The lines to extract start at the one containing "Phrase -- rustic wooden background" and end with the last line; give them exactly and nothing more.

--- START OF Supplied entries ---

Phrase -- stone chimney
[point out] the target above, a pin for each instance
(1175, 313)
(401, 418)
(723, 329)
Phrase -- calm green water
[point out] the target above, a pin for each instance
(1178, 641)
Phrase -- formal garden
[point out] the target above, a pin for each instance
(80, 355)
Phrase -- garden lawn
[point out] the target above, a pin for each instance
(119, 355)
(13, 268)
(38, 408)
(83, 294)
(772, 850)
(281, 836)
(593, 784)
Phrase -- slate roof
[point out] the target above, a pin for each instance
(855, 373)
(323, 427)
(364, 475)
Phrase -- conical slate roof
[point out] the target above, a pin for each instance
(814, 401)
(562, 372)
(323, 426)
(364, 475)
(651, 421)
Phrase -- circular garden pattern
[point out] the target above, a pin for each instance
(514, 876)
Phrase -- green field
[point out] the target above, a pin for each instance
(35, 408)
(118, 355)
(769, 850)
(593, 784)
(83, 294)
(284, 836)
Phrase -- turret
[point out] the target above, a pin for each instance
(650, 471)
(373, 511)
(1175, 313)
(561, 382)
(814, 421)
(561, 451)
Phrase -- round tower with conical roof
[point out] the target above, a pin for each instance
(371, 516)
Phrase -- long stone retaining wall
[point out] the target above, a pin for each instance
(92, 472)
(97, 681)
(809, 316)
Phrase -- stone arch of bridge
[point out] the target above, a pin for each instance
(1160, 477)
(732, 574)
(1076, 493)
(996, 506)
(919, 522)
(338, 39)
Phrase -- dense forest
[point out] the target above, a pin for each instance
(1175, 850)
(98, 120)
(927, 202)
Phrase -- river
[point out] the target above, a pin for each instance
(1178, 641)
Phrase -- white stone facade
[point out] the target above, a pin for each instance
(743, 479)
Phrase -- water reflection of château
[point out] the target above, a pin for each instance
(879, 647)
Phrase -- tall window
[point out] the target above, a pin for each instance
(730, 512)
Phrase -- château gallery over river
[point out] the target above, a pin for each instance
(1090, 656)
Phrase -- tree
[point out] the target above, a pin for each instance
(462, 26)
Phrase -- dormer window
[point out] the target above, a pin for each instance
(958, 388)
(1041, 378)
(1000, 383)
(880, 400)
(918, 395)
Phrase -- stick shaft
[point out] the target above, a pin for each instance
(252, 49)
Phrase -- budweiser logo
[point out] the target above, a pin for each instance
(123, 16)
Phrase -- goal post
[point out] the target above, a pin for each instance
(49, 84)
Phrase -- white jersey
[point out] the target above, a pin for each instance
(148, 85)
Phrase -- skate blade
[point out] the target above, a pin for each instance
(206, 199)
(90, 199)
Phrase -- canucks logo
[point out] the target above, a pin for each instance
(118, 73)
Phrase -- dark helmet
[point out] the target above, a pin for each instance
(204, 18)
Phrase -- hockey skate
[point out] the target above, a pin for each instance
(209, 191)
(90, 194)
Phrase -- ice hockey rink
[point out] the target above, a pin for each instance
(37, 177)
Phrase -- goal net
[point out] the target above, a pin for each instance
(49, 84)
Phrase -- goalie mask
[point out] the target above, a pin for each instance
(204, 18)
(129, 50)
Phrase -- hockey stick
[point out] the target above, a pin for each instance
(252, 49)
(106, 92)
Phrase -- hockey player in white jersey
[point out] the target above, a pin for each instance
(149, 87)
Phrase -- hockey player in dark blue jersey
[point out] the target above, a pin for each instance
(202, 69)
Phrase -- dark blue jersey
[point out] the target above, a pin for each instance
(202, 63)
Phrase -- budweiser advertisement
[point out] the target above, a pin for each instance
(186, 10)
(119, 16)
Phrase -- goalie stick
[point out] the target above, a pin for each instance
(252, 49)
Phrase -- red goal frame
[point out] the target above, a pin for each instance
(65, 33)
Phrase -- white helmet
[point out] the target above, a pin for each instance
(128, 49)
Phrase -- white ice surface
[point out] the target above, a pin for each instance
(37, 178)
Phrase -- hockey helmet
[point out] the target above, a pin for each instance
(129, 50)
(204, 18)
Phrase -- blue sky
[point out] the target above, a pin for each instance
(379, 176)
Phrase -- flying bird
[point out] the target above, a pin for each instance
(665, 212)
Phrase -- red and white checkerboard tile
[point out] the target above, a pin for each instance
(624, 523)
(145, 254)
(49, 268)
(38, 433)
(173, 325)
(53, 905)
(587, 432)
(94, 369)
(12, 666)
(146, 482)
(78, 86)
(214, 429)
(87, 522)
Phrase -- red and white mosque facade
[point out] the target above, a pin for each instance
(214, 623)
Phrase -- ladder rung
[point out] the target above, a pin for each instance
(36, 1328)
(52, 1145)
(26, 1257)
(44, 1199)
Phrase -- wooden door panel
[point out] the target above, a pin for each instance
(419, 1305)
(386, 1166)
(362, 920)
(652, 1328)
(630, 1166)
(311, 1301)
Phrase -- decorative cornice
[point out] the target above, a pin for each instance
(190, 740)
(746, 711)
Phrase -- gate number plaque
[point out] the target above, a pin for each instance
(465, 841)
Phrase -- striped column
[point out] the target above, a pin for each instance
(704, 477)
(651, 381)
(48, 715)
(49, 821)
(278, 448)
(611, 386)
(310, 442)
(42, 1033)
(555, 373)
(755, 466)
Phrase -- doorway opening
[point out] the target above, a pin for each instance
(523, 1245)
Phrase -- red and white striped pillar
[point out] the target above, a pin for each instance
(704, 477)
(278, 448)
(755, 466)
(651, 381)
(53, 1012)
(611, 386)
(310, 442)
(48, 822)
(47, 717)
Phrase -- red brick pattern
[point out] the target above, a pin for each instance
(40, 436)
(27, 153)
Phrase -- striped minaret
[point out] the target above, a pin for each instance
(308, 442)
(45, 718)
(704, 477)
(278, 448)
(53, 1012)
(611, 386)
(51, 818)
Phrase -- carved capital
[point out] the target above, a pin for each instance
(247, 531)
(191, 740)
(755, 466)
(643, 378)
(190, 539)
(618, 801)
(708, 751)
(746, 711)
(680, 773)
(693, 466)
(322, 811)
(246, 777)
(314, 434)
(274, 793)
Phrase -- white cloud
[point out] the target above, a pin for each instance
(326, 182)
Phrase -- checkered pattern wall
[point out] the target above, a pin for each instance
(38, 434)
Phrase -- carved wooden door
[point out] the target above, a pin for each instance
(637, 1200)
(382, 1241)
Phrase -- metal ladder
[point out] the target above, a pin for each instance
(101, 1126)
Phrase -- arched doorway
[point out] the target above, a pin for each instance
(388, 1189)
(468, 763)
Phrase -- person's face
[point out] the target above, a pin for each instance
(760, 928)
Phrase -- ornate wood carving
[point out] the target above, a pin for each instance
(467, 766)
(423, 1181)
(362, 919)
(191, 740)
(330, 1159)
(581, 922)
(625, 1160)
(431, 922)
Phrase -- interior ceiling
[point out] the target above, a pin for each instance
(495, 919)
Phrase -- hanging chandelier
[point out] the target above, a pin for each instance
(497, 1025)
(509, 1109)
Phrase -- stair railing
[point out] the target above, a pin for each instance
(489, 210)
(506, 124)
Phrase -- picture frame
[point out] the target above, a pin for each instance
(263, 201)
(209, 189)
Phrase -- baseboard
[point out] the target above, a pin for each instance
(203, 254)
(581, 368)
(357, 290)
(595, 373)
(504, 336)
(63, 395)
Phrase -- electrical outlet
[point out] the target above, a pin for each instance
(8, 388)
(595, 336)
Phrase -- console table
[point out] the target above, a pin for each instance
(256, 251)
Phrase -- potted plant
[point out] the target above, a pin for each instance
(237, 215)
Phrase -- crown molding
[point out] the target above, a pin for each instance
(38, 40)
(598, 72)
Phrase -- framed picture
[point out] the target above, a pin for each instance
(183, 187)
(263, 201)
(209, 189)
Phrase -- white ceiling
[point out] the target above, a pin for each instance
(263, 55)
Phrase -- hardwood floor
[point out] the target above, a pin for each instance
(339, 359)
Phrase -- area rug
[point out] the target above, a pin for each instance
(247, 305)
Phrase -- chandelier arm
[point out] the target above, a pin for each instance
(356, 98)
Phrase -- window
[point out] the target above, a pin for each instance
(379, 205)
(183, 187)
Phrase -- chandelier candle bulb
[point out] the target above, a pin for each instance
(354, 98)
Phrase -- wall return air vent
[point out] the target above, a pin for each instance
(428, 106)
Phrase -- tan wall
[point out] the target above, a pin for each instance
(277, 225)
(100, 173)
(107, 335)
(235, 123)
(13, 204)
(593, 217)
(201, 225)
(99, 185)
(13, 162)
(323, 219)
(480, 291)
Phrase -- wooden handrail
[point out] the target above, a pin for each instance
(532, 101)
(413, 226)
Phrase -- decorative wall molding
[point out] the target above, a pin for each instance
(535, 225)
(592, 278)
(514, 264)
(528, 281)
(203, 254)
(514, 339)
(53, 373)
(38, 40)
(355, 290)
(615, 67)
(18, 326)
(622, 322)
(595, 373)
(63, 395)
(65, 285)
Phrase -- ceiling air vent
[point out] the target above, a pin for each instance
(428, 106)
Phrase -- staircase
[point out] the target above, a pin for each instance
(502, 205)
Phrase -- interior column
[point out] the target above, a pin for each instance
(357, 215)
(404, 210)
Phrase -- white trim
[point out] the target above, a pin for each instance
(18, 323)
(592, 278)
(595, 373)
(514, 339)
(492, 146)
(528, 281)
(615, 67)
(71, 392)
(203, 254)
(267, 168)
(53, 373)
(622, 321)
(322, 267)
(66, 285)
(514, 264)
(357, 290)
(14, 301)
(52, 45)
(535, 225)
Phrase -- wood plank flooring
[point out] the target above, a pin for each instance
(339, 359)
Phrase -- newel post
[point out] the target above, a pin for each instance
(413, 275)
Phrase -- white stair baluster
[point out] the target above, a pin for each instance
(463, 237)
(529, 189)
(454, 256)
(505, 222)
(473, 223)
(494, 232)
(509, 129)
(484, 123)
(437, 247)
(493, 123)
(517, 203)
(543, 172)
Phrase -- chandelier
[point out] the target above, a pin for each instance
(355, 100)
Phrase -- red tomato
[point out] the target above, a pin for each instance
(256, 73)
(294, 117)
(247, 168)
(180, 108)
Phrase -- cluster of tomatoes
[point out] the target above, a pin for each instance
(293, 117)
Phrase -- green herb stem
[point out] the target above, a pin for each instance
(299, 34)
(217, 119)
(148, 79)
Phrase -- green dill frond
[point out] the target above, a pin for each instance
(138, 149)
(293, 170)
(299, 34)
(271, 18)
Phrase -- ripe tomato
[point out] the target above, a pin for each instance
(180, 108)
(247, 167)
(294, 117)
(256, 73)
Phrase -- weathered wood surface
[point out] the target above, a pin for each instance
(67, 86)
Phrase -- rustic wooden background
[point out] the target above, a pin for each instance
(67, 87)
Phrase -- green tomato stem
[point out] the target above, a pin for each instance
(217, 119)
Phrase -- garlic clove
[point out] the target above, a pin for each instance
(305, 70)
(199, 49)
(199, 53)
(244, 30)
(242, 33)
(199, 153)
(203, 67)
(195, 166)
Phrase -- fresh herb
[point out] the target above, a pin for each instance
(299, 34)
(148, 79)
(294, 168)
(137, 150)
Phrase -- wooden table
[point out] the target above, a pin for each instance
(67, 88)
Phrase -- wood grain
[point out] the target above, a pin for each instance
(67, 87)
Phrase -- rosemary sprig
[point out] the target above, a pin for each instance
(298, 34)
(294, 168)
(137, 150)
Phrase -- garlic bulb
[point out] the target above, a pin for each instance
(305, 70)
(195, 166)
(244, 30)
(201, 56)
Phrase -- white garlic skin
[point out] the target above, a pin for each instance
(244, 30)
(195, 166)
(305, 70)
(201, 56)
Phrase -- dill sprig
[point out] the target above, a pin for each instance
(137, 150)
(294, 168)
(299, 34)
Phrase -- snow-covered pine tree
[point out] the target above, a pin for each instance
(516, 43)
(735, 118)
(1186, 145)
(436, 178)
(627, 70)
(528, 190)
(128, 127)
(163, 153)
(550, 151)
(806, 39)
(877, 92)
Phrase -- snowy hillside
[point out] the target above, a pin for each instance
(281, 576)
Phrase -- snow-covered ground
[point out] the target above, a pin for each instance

--- END OF Supplied entries ---

- _Result_
Phrase -- rustic wooden background
[point out] the target above, a pin for each instance
(67, 87)
Phrase -- green tomato stem
[point out] the target above, a pin for each instance
(217, 119)
Phrase -- garlic clove
[point out] the target above, a pin for each instance
(305, 70)
(199, 49)
(199, 53)
(244, 30)
(242, 33)
(199, 153)
(203, 67)
(195, 166)
Phrase -- fresh herb
[point out] the target above, a pin for each instance
(299, 34)
(148, 79)
(294, 168)
(137, 150)
Phrase -- wooden table
[point out] the target above, a pin for each instance
(67, 88)
Phrase -- wood grain
[point out] the target above, a pin for each instance
(67, 87)
Phrase -- rosemary sprig
[point out] the target above, a pin for each instance
(298, 34)
(294, 168)
(137, 150)
Phrase -- garlic bulb
[point out] the target above, a pin for each instance
(305, 70)
(195, 166)
(244, 30)
(201, 56)
Phrase -- white garlic skin
[point out] the target above, a pin for each instance
(244, 30)
(195, 166)
(305, 70)
(201, 56)
Phrase -- dill sprig
[point out] the target above, a pin for each instance
(137, 150)
(294, 168)
(299, 34)
Phrase -- snow-covered pine tree
[point out] the target above, a pin for each instance
(516, 43)
(735, 118)
(1186, 145)
(436, 178)
(627, 70)
(528, 190)
(128, 127)
(163, 153)
(550, 151)
(806, 39)
(877, 92)
Phrase -- snowy hillside
[point out] the target above, a pin for each instance
(281, 576)
Phrase -- snow-covered ground
[point out] the target above, a pin for each instance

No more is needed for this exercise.